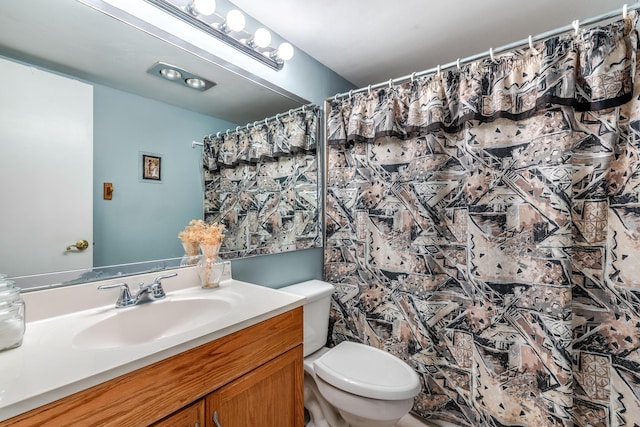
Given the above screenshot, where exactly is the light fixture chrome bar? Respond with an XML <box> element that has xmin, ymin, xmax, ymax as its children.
<box><xmin>145</xmin><ymin>0</ymin><xmax>284</xmax><ymax>71</ymax></box>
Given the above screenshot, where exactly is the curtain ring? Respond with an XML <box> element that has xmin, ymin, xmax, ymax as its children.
<box><xmin>571</xmin><ymin>19</ymin><xmax>580</xmax><ymax>36</ymax></box>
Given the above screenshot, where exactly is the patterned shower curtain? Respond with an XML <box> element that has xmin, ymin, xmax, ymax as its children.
<box><xmin>325</xmin><ymin>14</ymin><xmax>640</xmax><ymax>427</ymax></box>
<box><xmin>203</xmin><ymin>106</ymin><xmax>322</xmax><ymax>258</ymax></box>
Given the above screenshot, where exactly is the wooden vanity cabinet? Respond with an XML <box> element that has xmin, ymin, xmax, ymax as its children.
<box><xmin>153</xmin><ymin>399</ymin><xmax>206</xmax><ymax>427</ymax></box>
<box><xmin>0</xmin><ymin>307</ymin><xmax>304</xmax><ymax>427</ymax></box>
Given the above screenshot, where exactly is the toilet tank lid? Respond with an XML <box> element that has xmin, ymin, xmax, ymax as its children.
<box><xmin>279</xmin><ymin>280</ymin><xmax>334</xmax><ymax>302</ymax></box>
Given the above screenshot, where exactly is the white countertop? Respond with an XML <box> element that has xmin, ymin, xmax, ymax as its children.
<box><xmin>0</xmin><ymin>269</ymin><xmax>304</xmax><ymax>420</ymax></box>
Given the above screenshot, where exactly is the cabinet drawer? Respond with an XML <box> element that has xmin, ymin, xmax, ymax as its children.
<box><xmin>0</xmin><ymin>307</ymin><xmax>302</xmax><ymax>427</ymax></box>
<box><xmin>152</xmin><ymin>399</ymin><xmax>205</xmax><ymax>427</ymax></box>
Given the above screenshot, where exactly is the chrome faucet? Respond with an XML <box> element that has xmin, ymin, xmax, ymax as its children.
<box><xmin>98</xmin><ymin>273</ymin><xmax>178</xmax><ymax>308</ymax></box>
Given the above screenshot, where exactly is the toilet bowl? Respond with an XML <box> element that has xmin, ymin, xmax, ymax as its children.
<box><xmin>280</xmin><ymin>280</ymin><xmax>421</xmax><ymax>427</ymax></box>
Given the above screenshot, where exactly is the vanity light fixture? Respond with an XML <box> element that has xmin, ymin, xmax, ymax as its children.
<box><xmin>145</xmin><ymin>0</ymin><xmax>294</xmax><ymax>70</ymax></box>
<box><xmin>187</xmin><ymin>0</ymin><xmax>216</xmax><ymax>16</ymax></box>
<box><xmin>147</xmin><ymin>62</ymin><xmax>216</xmax><ymax>92</ymax></box>
<box><xmin>247</xmin><ymin>28</ymin><xmax>271</xmax><ymax>47</ymax></box>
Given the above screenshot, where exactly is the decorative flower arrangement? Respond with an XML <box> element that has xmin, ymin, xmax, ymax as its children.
<box><xmin>178</xmin><ymin>219</ymin><xmax>224</xmax><ymax>288</ymax></box>
<box><xmin>178</xmin><ymin>219</ymin><xmax>224</xmax><ymax>245</ymax></box>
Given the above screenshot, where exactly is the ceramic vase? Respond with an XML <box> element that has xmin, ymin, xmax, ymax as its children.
<box><xmin>198</xmin><ymin>245</ymin><xmax>224</xmax><ymax>288</ymax></box>
<box><xmin>180</xmin><ymin>242</ymin><xmax>200</xmax><ymax>267</ymax></box>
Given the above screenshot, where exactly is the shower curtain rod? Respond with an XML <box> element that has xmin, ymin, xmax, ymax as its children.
<box><xmin>191</xmin><ymin>103</ymin><xmax>316</xmax><ymax>148</ymax></box>
<box><xmin>326</xmin><ymin>1</ymin><xmax>640</xmax><ymax>101</ymax></box>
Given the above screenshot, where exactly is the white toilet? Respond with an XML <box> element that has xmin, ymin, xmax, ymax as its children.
<box><xmin>280</xmin><ymin>280</ymin><xmax>421</xmax><ymax>427</ymax></box>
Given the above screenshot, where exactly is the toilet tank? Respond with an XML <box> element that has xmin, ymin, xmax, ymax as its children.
<box><xmin>279</xmin><ymin>280</ymin><xmax>334</xmax><ymax>357</ymax></box>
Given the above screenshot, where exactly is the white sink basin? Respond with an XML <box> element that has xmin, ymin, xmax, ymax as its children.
<box><xmin>72</xmin><ymin>298</ymin><xmax>232</xmax><ymax>350</ymax></box>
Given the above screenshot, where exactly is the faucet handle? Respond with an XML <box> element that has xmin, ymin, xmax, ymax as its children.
<box><xmin>154</xmin><ymin>273</ymin><xmax>178</xmax><ymax>283</ymax></box>
<box><xmin>98</xmin><ymin>283</ymin><xmax>135</xmax><ymax>307</ymax></box>
<box><xmin>149</xmin><ymin>273</ymin><xmax>178</xmax><ymax>299</ymax></box>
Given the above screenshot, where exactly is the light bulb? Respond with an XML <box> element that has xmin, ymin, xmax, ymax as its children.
<box><xmin>191</xmin><ymin>0</ymin><xmax>216</xmax><ymax>16</ymax></box>
<box><xmin>160</xmin><ymin>68</ymin><xmax>182</xmax><ymax>80</ymax></box>
<box><xmin>253</xmin><ymin>28</ymin><xmax>271</xmax><ymax>47</ymax></box>
<box><xmin>225</xmin><ymin>9</ymin><xmax>246</xmax><ymax>31</ymax></box>
<box><xmin>278</xmin><ymin>42</ymin><xmax>293</xmax><ymax>61</ymax></box>
<box><xmin>186</xmin><ymin>77</ymin><xmax>206</xmax><ymax>89</ymax></box>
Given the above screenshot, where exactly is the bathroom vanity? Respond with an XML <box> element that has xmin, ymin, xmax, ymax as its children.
<box><xmin>0</xmin><ymin>270</ymin><xmax>304</xmax><ymax>427</ymax></box>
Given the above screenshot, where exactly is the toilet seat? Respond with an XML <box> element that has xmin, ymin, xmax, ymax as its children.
<box><xmin>313</xmin><ymin>341</ymin><xmax>421</xmax><ymax>400</ymax></box>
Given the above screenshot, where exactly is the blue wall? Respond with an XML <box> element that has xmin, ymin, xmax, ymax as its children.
<box><xmin>93</xmin><ymin>85</ymin><xmax>336</xmax><ymax>287</ymax></box>
<box><xmin>93</xmin><ymin>85</ymin><xmax>236</xmax><ymax>266</ymax></box>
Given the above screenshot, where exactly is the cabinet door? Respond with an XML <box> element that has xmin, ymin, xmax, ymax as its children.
<box><xmin>152</xmin><ymin>399</ymin><xmax>205</xmax><ymax>427</ymax></box>
<box><xmin>205</xmin><ymin>346</ymin><xmax>304</xmax><ymax>427</ymax></box>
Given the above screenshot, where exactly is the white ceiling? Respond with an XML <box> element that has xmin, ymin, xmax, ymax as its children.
<box><xmin>0</xmin><ymin>0</ymin><xmax>300</xmax><ymax>124</ymax></box>
<box><xmin>0</xmin><ymin>0</ymin><xmax>624</xmax><ymax>124</ymax></box>
<box><xmin>231</xmin><ymin>0</ymin><xmax>631</xmax><ymax>87</ymax></box>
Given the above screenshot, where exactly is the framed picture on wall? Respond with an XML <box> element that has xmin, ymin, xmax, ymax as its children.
<box><xmin>140</xmin><ymin>153</ymin><xmax>162</xmax><ymax>181</ymax></box>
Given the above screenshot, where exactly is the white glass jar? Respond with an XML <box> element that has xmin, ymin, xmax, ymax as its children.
<box><xmin>0</xmin><ymin>279</ymin><xmax>26</xmax><ymax>351</ymax></box>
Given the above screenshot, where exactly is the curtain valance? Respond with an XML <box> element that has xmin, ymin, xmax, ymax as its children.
<box><xmin>327</xmin><ymin>12</ymin><xmax>638</xmax><ymax>144</ymax></box>
<box><xmin>203</xmin><ymin>106</ymin><xmax>319</xmax><ymax>171</ymax></box>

What this task involves: Recast the records as a Markdown table with the columns "Row" and "Line", giving each line its row number and omitting blank lines. Begin at the line that contains "Given the above screenshot, where exactly is the white ceiling?" and stop after the last line of the records.

Solution:
| Row | Line |
|---|---|
| 1 | Given the above screenshot, where exactly is the white ceiling? Respond with an XML <box> element that has xmin, ymin, xmax, ymax as its children. |
| 2 | <box><xmin>0</xmin><ymin>0</ymin><xmax>300</xmax><ymax>124</ymax></box> |
| 3 | <box><xmin>0</xmin><ymin>0</ymin><xmax>624</xmax><ymax>124</ymax></box> |
| 4 | <box><xmin>231</xmin><ymin>0</ymin><xmax>631</xmax><ymax>87</ymax></box> |
| 5 | Given the above screenshot, where exactly is the framed picture on wall? Respond with an XML <box> element that has xmin, ymin, xmax, ymax as its children. |
| 6 | <box><xmin>140</xmin><ymin>153</ymin><xmax>162</xmax><ymax>181</ymax></box> |
| 7 | Given the above screenshot, where exactly is the white glass jar? Respond with an XML <box> element that has xmin, ymin, xmax, ymax as its children. |
| 8 | <box><xmin>0</xmin><ymin>279</ymin><xmax>26</xmax><ymax>351</ymax></box> |
| 9 | Given the above screenshot, where exactly is the curtain valance? Respond with an XML <box> element that has xmin, ymin, xmax, ymax as its children. |
| 10 | <box><xmin>327</xmin><ymin>12</ymin><xmax>638</xmax><ymax>144</ymax></box> |
| 11 | <box><xmin>203</xmin><ymin>106</ymin><xmax>319</xmax><ymax>171</ymax></box> |